◆ GIVEN DATA ◆
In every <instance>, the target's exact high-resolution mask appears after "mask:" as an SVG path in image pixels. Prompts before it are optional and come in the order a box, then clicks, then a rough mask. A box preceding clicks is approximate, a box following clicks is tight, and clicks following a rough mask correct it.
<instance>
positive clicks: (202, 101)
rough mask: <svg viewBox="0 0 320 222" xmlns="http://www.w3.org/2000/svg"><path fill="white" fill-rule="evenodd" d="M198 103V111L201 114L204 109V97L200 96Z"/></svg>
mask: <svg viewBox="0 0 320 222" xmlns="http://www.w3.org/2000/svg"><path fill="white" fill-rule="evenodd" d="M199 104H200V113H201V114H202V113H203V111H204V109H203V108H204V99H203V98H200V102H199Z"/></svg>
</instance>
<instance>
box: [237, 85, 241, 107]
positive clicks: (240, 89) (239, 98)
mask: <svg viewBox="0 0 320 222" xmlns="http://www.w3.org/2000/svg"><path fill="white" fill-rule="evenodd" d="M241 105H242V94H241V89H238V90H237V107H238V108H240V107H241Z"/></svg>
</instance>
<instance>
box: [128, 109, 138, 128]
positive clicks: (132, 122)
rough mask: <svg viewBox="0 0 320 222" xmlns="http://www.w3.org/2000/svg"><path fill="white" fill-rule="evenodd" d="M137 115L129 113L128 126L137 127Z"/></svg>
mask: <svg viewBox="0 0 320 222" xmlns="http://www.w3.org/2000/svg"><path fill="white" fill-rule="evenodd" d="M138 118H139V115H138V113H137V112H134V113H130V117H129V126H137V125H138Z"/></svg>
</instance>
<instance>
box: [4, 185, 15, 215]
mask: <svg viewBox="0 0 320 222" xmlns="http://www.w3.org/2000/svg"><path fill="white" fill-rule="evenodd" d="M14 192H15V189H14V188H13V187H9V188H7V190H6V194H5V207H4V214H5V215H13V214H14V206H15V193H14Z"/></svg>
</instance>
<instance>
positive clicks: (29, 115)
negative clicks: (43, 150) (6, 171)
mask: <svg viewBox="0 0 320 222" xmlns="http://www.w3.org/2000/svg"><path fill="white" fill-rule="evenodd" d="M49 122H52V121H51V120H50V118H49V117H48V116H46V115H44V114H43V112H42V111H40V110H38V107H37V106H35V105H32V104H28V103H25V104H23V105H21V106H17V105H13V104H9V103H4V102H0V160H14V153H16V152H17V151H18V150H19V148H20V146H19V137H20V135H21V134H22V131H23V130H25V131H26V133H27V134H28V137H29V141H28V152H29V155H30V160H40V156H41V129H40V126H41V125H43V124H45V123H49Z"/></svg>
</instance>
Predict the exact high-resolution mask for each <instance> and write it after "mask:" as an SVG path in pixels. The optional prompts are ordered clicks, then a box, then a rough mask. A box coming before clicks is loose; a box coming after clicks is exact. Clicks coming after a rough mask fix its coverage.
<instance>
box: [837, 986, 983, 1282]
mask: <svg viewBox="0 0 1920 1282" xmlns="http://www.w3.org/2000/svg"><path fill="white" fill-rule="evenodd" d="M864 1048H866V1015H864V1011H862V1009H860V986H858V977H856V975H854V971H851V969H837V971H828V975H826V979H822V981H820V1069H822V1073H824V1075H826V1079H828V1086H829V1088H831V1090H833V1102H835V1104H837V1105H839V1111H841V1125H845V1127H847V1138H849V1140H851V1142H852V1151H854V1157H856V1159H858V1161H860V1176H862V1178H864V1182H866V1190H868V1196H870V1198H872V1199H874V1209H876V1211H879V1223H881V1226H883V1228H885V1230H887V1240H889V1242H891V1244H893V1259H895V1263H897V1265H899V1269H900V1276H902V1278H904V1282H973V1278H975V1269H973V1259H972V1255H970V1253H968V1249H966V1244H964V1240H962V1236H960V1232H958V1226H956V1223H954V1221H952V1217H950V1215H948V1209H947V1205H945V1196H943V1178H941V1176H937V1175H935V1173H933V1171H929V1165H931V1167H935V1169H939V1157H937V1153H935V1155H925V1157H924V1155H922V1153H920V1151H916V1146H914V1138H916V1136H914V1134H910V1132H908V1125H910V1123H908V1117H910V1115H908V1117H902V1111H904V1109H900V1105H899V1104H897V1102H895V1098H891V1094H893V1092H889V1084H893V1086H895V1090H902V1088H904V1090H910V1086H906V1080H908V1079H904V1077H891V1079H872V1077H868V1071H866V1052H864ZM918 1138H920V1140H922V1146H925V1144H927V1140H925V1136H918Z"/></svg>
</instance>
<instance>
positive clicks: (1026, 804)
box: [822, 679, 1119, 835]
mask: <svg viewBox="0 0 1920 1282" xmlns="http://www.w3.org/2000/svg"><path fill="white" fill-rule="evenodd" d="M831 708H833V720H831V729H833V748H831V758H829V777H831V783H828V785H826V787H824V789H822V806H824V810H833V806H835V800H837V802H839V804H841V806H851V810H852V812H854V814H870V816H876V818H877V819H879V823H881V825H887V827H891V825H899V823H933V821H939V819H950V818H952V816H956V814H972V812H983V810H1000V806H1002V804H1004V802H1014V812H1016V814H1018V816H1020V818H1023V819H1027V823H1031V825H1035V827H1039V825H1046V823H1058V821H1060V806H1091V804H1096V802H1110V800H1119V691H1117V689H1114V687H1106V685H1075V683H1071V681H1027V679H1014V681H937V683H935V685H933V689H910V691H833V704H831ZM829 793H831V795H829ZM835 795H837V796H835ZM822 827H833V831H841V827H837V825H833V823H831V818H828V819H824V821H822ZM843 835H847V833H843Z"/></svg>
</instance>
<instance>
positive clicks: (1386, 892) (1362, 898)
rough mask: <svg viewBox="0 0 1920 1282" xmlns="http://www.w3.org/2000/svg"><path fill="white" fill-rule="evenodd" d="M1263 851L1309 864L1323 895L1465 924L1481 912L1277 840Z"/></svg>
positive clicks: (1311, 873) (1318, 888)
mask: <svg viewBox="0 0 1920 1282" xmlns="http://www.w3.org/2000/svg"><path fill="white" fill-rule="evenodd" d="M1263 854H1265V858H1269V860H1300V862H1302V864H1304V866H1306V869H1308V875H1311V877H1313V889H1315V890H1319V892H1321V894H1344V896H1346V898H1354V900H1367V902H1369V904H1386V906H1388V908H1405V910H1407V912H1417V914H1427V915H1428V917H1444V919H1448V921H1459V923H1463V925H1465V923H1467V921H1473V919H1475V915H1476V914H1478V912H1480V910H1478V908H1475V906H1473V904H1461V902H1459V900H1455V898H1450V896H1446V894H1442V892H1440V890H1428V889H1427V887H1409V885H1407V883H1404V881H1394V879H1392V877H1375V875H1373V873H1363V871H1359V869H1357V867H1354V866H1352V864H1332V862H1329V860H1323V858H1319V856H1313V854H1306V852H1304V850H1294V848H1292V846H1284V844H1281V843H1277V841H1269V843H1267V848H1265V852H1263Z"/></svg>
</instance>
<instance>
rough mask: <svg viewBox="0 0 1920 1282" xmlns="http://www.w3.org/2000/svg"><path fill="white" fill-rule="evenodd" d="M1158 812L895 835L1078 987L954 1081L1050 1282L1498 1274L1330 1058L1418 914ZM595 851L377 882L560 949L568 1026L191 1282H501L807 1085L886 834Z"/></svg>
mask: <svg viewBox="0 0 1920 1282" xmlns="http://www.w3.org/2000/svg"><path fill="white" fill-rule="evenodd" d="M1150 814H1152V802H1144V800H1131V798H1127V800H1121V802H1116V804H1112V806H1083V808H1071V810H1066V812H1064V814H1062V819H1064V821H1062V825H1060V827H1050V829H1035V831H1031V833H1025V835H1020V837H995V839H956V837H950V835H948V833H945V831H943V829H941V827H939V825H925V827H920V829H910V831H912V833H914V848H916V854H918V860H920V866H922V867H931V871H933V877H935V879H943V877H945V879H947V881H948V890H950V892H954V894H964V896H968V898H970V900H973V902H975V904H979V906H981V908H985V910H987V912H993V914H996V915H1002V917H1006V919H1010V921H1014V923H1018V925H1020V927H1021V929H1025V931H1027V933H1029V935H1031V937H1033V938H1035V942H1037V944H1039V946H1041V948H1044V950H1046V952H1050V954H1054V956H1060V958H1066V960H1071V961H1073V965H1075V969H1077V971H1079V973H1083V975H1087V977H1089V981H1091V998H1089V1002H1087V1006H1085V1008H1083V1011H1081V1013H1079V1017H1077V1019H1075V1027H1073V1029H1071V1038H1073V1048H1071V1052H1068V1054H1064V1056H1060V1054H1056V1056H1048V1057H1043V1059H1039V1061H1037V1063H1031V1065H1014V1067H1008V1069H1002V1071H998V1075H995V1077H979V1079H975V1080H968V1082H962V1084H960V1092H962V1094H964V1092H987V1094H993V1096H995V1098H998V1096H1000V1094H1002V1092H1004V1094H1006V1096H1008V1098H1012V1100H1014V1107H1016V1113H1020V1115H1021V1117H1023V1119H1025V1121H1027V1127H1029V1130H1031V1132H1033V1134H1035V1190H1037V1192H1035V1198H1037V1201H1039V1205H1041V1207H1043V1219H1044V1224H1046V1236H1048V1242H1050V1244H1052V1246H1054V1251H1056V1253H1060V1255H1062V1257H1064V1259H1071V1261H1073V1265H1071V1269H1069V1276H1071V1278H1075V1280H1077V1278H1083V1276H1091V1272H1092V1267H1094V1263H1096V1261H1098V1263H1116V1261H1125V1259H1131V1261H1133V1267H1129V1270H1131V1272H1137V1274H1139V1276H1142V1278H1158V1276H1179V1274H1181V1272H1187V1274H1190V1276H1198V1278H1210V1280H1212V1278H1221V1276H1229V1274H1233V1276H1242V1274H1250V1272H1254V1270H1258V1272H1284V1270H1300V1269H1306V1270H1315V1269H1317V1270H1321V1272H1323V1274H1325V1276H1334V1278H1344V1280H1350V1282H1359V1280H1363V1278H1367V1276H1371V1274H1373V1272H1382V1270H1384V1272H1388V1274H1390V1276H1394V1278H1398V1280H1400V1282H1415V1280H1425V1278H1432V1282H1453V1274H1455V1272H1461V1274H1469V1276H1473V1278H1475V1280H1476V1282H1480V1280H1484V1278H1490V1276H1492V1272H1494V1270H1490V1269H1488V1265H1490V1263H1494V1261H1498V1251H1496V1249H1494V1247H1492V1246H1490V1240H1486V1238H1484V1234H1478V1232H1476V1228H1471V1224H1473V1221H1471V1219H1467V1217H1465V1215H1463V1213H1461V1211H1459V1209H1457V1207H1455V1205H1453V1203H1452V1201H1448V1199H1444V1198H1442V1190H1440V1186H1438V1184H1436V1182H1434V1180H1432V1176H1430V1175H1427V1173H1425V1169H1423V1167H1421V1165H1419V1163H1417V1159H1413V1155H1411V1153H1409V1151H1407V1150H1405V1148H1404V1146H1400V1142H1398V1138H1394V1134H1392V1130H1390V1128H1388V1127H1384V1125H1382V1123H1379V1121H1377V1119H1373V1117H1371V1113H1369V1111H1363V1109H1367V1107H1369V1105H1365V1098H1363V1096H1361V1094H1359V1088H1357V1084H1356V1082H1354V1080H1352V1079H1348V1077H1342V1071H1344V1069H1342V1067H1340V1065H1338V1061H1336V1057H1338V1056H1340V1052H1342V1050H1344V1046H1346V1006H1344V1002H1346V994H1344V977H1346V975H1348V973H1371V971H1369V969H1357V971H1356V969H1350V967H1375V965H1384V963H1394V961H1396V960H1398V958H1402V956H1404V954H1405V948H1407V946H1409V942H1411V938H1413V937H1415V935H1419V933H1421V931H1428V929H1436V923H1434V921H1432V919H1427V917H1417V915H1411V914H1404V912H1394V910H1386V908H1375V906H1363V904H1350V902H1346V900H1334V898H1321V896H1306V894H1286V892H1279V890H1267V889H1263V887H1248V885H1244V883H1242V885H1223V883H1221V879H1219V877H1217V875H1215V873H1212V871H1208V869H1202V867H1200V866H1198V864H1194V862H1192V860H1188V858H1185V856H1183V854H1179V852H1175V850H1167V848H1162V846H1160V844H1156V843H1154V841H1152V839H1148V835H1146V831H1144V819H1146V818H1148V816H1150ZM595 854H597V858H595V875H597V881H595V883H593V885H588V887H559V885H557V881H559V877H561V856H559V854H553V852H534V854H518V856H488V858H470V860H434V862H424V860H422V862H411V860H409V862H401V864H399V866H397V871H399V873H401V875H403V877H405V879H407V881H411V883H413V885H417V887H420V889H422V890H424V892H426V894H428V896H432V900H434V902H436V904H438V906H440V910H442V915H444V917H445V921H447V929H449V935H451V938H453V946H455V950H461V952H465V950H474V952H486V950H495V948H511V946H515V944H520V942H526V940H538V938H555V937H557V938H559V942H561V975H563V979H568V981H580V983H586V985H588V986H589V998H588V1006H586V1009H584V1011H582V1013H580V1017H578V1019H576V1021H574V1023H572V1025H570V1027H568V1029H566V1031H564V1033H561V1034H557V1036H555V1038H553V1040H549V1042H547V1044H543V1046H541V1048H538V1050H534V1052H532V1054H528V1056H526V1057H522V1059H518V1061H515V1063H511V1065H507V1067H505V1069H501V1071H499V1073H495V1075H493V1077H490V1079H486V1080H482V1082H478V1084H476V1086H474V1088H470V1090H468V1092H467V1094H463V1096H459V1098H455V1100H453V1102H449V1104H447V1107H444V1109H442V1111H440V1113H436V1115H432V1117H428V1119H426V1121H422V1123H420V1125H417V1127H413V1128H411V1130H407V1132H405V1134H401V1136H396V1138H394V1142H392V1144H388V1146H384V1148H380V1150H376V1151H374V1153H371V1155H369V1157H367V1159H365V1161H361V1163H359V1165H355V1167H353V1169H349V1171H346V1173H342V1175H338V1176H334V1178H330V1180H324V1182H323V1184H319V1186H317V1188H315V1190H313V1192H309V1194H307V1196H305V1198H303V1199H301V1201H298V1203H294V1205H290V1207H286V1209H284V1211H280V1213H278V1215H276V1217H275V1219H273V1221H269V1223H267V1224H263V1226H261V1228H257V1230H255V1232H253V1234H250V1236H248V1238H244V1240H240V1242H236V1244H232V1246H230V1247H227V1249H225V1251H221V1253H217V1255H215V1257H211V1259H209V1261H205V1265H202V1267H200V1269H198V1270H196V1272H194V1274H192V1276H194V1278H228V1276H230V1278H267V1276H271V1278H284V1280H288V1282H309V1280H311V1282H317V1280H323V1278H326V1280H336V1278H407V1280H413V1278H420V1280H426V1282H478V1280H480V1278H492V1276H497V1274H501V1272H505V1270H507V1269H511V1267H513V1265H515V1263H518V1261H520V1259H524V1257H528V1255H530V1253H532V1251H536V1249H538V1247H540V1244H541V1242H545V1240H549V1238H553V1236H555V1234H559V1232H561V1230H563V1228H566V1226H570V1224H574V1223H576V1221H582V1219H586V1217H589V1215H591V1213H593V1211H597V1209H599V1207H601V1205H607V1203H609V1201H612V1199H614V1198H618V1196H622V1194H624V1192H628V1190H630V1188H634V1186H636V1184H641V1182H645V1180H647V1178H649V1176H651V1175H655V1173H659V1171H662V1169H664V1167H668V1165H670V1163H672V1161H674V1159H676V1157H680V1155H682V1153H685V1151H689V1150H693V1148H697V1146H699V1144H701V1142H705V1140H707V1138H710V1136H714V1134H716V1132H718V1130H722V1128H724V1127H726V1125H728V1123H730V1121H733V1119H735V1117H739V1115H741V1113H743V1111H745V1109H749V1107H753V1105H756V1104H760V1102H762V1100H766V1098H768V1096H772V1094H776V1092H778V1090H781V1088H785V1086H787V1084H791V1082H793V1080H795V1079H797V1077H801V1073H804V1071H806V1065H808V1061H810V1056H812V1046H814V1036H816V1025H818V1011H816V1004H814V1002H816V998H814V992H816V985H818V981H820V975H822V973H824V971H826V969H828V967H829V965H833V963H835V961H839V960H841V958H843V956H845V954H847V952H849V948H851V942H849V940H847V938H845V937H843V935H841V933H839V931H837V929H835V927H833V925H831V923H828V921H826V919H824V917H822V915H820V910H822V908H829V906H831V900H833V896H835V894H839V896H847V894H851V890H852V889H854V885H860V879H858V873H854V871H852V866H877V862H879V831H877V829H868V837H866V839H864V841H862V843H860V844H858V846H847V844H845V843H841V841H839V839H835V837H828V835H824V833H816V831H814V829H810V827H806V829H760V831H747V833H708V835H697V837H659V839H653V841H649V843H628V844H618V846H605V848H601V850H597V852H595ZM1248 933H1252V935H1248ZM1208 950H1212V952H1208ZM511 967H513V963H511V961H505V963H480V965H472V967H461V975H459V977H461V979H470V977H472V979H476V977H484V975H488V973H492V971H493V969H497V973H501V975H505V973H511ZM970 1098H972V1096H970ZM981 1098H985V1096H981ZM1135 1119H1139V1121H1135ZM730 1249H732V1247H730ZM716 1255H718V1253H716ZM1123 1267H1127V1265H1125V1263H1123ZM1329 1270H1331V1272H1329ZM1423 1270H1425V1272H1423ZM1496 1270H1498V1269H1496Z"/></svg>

◆ DESCRIPTION OF THE TASK ◆
With the line holding "positive clicks: (1026, 804)" as the first and the line holding "851L1309 864L1323 895L1465" as the last, set down that range of the entries above exactly, and nothing else.

◆ RESULT ◆
positive clicks: (1026, 804)
box: [822, 679, 1119, 835]
mask: <svg viewBox="0 0 1920 1282" xmlns="http://www.w3.org/2000/svg"><path fill="white" fill-rule="evenodd" d="M831 708H833V720H831V729H833V748H831V758H829V777H831V783H828V785H826V787H824V789H822V806H824V810H833V806H835V800H837V802H839V804H841V806H851V810H852V812H854V814H870V816H876V818H877V819H879V823H881V825H887V827H891V825H899V823H933V821H939V819H950V818H952V816H956V814H972V812H983V810H1000V806H1002V804H1004V802H1014V812H1016V814H1018V816H1020V818H1023V819H1027V823H1031V825H1035V827H1039V825H1046V823H1058V821H1060V806H1091V804H1096V802H1110V800H1119V691H1117V689H1114V687H1106V685H1075V683H1071V681H1027V679H1014V681H937V683H935V685H933V689H910V691H833V704H831ZM829 793H831V795H829ZM835 795H837V796H835ZM822 827H833V831H841V827H837V825H833V823H831V818H828V819H824V821H822ZM843 835H847V833H843Z"/></svg>
</instance>
<instance>
positive clicks: (1386, 892) (1362, 898)
rough mask: <svg viewBox="0 0 1920 1282" xmlns="http://www.w3.org/2000/svg"><path fill="white" fill-rule="evenodd" d="M1263 851L1309 864L1323 895L1465 924L1481 912L1277 840Z"/></svg>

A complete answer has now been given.